REQUIREMENT 1: Copy the portion of the entries below that begins with the line containing "One point lands on every instance of the blurred" and runs through the last line of the entries, keeping both ends.

— Start of DOCUMENT EXCERPT —

Most Michelin-Starred Cities: The 20 Best Restaurant Towns For 2012

The World's Best Cities For Fine Dining

If you're a regular reader of HuffPost Food, you know that we're big fans of the Michelin Guide. Sure, it has its problems, but it at least does a pretty good job maintaining high standards at all its global branches. And its stars are refreshingly easy to understand. One means "very good cuisine in its category", two represents "excellent cuisine, worth a detour," and three stars are for restaurants with "exceptional cuisine, worth a special journey."

In past months, we brought you lists of the big cities and small towns with the most Michelin stars per capita. (Kyoto won the former, and ski town Courchevel, France won the latter.) But we also expressed our frustration with the limitations of the raw stars per capita figures. The lists were interesting, but ideally, we'd have liked to compare seven-million-person London directly with 15,000-person Monte Carlo. They're both self-evidently good towns for eating -- but which, really is better? Monte Carlo has far more stars per capita than London does, on account of its tiny population, but it was hard to believe that was the whole picture.

But in an amazing show of the devotion of our readers, we actually had a highly qualified person see our call for help. Yaman Cakiroglu, an Emory-trained business consultant from Turkey, wrote to us explaining a ranking algorithm he'd devised using rigorous statistical techniques. It wasn't originally designed for ranking cities by Michelin stars per capita, but once he explained the technique, we applied to the reams of data we'd assembled for the original lists.

— End of DOCUMENT EXCERPT —
— Start of EXTRACTED INFORMATION —

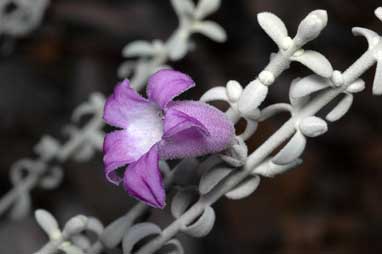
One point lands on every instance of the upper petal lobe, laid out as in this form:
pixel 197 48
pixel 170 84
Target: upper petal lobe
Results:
pixel 214 132
pixel 124 105
pixel 165 85
pixel 143 180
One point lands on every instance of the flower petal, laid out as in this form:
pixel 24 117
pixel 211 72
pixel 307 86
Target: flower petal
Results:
pixel 144 129
pixel 190 142
pixel 119 149
pixel 124 105
pixel 177 121
pixel 143 180
pixel 165 85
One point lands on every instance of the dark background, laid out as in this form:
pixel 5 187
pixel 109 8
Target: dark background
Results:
pixel 330 204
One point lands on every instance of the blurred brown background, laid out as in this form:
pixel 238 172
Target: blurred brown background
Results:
pixel 331 204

— End of EXTRACTED INFORMATION —

REQUIREMENT 2: Reproduce the passage of the article on Michelin-starred cities above that opens with the words "But in an amazing" and closes with "the original lists.".

FULL OUTPUT 1:
One point lands on every instance of the blurred brown background, laid out as in this form:
pixel 238 172
Target: blurred brown background
Results:
pixel 331 204

FULL OUTPUT 2:
But in an amazing show of the devotion of our readers, we actually had a highly qualified person see our call for help. Yaman Cakiroglu, an Emory-trained business consultant from Turkey, wrote to us explaining a ranking algorithm he'd devised using rigorous statistical techniques. It wasn't originally designed for ranking cities by Michelin stars per capita, but once he explained the technique, we applied to the reams of data we'd assembled for the original lists.